- **Exercise objective**:
Recast every line of the listing as a Markdown table with two columns, Row and Line. Number each row and leave out blank lines.

- **Data shown**:
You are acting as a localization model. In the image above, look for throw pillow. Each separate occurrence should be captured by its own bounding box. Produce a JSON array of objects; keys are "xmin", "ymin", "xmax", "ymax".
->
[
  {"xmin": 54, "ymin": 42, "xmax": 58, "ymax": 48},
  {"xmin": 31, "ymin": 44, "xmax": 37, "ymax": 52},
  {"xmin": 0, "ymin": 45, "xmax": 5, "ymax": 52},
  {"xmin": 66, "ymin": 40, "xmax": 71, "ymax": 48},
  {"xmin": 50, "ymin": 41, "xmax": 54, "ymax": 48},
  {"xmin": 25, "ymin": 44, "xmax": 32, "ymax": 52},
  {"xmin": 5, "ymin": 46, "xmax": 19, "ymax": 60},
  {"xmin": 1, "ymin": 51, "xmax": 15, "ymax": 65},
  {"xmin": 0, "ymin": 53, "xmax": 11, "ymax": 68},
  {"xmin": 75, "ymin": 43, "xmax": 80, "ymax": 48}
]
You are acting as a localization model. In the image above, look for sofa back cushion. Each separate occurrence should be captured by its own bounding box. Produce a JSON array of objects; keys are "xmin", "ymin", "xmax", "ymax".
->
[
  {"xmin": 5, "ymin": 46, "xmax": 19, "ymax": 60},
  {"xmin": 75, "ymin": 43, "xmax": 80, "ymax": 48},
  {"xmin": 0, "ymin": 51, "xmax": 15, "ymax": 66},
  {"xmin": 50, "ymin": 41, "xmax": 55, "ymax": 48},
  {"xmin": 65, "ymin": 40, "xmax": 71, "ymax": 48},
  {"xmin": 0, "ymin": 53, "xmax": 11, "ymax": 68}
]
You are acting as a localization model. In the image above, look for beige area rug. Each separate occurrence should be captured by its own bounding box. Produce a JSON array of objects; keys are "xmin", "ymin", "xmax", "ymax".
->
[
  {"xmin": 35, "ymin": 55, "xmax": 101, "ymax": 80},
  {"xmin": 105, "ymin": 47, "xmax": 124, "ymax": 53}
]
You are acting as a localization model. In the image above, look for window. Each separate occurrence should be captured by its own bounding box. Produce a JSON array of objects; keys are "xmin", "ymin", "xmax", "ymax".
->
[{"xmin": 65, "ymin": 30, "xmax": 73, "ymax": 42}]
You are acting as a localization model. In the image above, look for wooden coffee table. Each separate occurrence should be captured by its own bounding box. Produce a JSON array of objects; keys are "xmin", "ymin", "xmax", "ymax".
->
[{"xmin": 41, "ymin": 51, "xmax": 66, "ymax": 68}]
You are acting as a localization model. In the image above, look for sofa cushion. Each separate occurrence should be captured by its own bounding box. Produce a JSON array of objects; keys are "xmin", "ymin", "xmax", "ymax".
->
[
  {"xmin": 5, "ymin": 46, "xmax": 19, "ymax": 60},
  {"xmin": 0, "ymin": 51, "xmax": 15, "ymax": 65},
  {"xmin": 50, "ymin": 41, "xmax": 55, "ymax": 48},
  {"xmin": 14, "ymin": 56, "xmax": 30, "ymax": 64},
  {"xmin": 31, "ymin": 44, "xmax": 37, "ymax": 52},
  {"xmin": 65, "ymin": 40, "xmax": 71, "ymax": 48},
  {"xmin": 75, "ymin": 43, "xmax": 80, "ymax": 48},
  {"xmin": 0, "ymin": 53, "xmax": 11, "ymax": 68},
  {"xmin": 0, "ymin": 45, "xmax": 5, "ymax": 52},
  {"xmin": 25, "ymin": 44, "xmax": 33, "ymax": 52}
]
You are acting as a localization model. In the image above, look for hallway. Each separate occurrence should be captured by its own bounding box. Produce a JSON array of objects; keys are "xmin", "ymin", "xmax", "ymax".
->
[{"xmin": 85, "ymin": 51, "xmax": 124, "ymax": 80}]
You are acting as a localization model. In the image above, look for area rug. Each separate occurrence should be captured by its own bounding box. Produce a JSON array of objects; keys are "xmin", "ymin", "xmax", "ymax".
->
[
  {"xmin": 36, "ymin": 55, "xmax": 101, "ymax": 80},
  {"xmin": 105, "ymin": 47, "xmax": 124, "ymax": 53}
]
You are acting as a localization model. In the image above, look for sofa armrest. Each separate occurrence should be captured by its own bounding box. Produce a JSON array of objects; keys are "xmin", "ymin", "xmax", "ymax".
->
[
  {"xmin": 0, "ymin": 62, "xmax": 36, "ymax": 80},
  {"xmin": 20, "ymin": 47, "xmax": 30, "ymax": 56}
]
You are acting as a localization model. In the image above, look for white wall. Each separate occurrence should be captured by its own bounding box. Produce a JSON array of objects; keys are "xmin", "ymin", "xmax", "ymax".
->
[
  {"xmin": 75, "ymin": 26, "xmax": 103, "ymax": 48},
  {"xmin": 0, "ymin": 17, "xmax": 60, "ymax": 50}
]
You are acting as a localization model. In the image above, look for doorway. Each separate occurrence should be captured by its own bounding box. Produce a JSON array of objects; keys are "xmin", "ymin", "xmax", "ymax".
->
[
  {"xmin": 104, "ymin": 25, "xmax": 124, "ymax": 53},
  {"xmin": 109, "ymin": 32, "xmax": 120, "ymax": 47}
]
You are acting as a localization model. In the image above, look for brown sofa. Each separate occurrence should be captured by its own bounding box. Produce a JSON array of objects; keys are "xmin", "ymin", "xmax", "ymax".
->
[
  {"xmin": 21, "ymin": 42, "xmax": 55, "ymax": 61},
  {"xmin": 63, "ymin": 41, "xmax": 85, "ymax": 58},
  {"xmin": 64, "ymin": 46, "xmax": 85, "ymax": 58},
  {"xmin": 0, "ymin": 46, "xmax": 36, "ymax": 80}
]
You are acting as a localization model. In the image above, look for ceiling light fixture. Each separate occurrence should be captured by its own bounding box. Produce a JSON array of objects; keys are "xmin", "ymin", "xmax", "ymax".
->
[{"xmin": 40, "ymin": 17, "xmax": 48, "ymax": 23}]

- **Solution below**:
| Row | Line |
|---|---|
| 1 | You are acting as a localization model. In the image above, look for throw pillow. Each separate occurrence should be captured by its own bounding box. Produce a JSON array of objects; keys are "xmin", "ymin", "xmax", "ymax". |
| 2 | -> |
| 3 | [ |
| 4 |   {"xmin": 54, "ymin": 42, "xmax": 58, "ymax": 48}, |
| 5 |   {"xmin": 31, "ymin": 44, "xmax": 37, "ymax": 52}, |
| 6 |   {"xmin": 0, "ymin": 45, "xmax": 5, "ymax": 52}, |
| 7 |   {"xmin": 66, "ymin": 40, "xmax": 71, "ymax": 48}, |
| 8 |   {"xmin": 50, "ymin": 41, "xmax": 54, "ymax": 48}, |
| 9 |   {"xmin": 25, "ymin": 44, "xmax": 32, "ymax": 52}, |
| 10 |   {"xmin": 5, "ymin": 46, "xmax": 19, "ymax": 60}, |
| 11 |   {"xmin": 1, "ymin": 51, "xmax": 15, "ymax": 65}, |
| 12 |   {"xmin": 0, "ymin": 53, "xmax": 11, "ymax": 68}, |
| 13 |   {"xmin": 75, "ymin": 43, "xmax": 80, "ymax": 48} |
| 14 | ] |
| 15 | You are acting as a localization model. In the image above, look for sofa back cushion. Each separate occurrence should be captured by its own bounding box. Produce a JSON array of objects; keys are "xmin", "ymin", "xmax", "ymax". |
| 16 | -> |
| 17 | [ |
| 18 |   {"xmin": 5, "ymin": 46, "xmax": 19, "ymax": 60}, |
| 19 |   {"xmin": 75, "ymin": 43, "xmax": 80, "ymax": 48}, |
| 20 |   {"xmin": 0, "ymin": 51, "xmax": 15, "ymax": 66}, |
| 21 |   {"xmin": 50, "ymin": 41, "xmax": 55, "ymax": 48}, |
| 22 |   {"xmin": 65, "ymin": 40, "xmax": 71, "ymax": 48}, |
| 23 |   {"xmin": 0, "ymin": 53, "xmax": 11, "ymax": 68} |
| 24 | ] |
| 25 | You are acting as a localization model. In the image above, look for beige area rug. Each separate occurrence should be captured by its own bounding box. Produce a JSON array of objects; keys are "xmin", "ymin", "xmax", "ymax". |
| 26 | -> |
| 27 | [ |
| 28 |   {"xmin": 35, "ymin": 55, "xmax": 101, "ymax": 80}, |
| 29 |   {"xmin": 105, "ymin": 47, "xmax": 124, "ymax": 53} |
| 30 | ] |
| 31 | You are acting as a localization model. In the image above, look for window. Each separate occurrence should be captured by its own bounding box. Produce a JSON array of objects; keys are "xmin", "ymin", "xmax", "ymax". |
| 32 | -> |
| 33 | [{"xmin": 65, "ymin": 30, "xmax": 73, "ymax": 42}] |
| 34 | You are acting as a localization model. In the image above, look for wooden coffee table. Each separate occurrence should be captured by its own bounding box. Produce a JSON array of objects; keys are "xmin", "ymin", "xmax", "ymax". |
| 35 | -> |
| 36 | [{"xmin": 41, "ymin": 51, "xmax": 66, "ymax": 68}] |
| 37 | You are acting as a localization model. In the image above, look for sofa cushion. Each separate occurrence should be captured by its own bounding box. Produce a JSON array of objects; keys are "xmin", "ymin", "xmax", "ymax". |
| 38 | -> |
| 39 | [ |
| 40 |   {"xmin": 5, "ymin": 46, "xmax": 19, "ymax": 60}, |
| 41 |   {"xmin": 0, "ymin": 51, "xmax": 15, "ymax": 65}, |
| 42 |   {"xmin": 50, "ymin": 41, "xmax": 55, "ymax": 48}, |
| 43 |   {"xmin": 14, "ymin": 56, "xmax": 30, "ymax": 64}, |
| 44 |   {"xmin": 31, "ymin": 44, "xmax": 37, "ymax": 52}, |
| 45 |   {"xmin": 65, "ymin": 40, "xmax": 71, "ymax": 48}, |
| 46 |   {"xmin": 75, "ymin": 43, "xmax": 80, "ymax": 48}, |
| 47 |   {"xmin": 0, "ymin": 53, "xmax": 11, "ymax": 68}, |
| 48 |   {"xmin": 0, "ymin": 45, "xmax": 5, "ymax": 52}, |
| 49 |   {"xmin": 25, "ymin": 44, "xmax": 33, "ymax": 52} |
| 50 | ] |
| 51 | You are acting as a localization model. In the image above, look for hallway. Each separate occurrence should be captured by its own bounding box. Produce a JSON array of objects; keys are "xmin", "ymin", "xmax", "ymax". |
| 52 | -> |
| 53 | [{"xmin": 85, "ymin": 51, "xmax": 124, "ymax": 80}] |
| 54 | You are acting as a localization model. In the image above, look for area rug. Each separate occurrence should be captured by its own bounding box. Produce a JSON array of objects; keys are "xmin", "ymin", "xmax", "ymax". |
| 55 | -> |
| 56 | [ |
| 57 |   {"xmin": 36, "ymin": 55, "xmax": 101, "ymax": 80}, |
| 58 |   {"xmin": 105, "ymin": 47, "xmax": 124, "ymax": 53} |
| 59 | ] |
| 60 | You are acting as a localization model. In the image above, look for sofa armrest. Each separate occurrence should be captured by its own bounding box. Produce a JSON array of objects; keys are "xmin", "ymin", "xmax", "ymax". |
| 61 | -> |
| 62 | [ |
| 63 |   {"xmin": 0, "ymin": 62, "xmax": 36, "ymax": 80}, |
| 64 |   {"xmin": 20, "ymin": 47, "xmax": 30, "ymax": 56} |
| 65 | ] |
| 66 | You are acting as a localization model. In the image above, look for white wall. Each separate occurrence should be captured by its own bounding box. Produce a JSON array of objects; keys are "xmin", "ymin", "xmax", "ymax". |
| 67 | -> |
| 68 | [ |
| 69 |   {"xmin": 75, "ymin": 26, "xmax": 103, "ymax": 48}, |
| 70 |   {"xmin": 0, "ymin": 17, "xmax": 60, "ymax": 50} |
| 71 | ] |
| 72 | You are acting as a localization model. In the image above, look for doorway. Each separate occurrence should be captured by its own bounding box. Produce a JSON array of objects; keys are "xmin", "ymin", "xmax", "ymax". |
| 73 | -> |
| 74 | [ |
| 75 |   {"xmin": 104, "ymin": 25, "xmax": 124, "ymax": 53}, |
| 76 |   {"xmin": 109, "ymin": 32, "xmax": 120, "ymax": 47} |
| 77 | ] |
| 78 | You are acting as a localization model. In the image above, look for brown sofa. Each separate occurrence should be captured by its own bounding box. Produce a JSON array of objects; keys are "xmin", "ymin", "xmax", "ymax". |
| 79 | -> |
| 80 | [ |
| 81 |   {"xmin": 21, "ymin": 42, "xmax": 55, "ymax": 61}, |
| 82 |   {"xmin": 63, "ymin": 41, "xmax": 85, "ymax": 58}, |
| 83 |   {"xmin": 64, "ymin": 46, "xmax": 85, "ymax": 58}, |
| 84 |   {"xmin": 0, "ymin": 46, "xmax": 36, "ymax": 80} |
| 85 | ] |
| 86 | You are acting as a localization model. In the image above, look for ceiling light fixture. Each separate occurrence should be captured by its own bounding box. Produce a JSON array of objects; keys are "xmin", "ymin", "xmax", "ymax". |
| 87 | -> |
| 88 | [{"xmin": 40, "ymin": 17, "xmax": 48, "ymax": 23}] |